(DATA EXTRACTS Opens)

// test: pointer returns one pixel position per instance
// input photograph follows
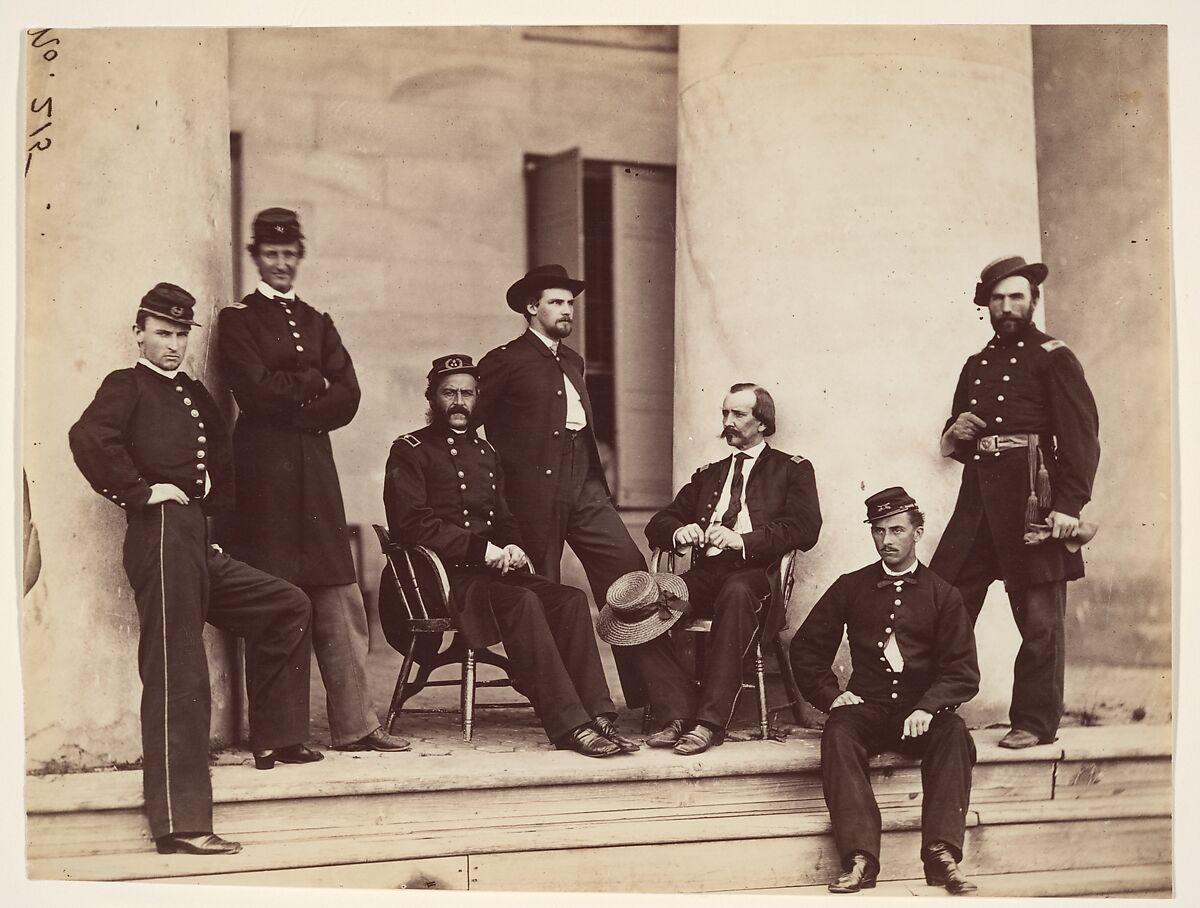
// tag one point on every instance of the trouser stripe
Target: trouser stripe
(166, 686)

(DATA EXTRACTS Closes)

WHAT THE EXERCISE ASKS:
Output the entries above exactly. Do not include the pictures.

ANSWER TO THIS TASK:
// test: pointer returns one pixel position per instance
// input photograph follows
// tag one point on every instance of the trouser stripe
Target: trouser stripe
(166, 686)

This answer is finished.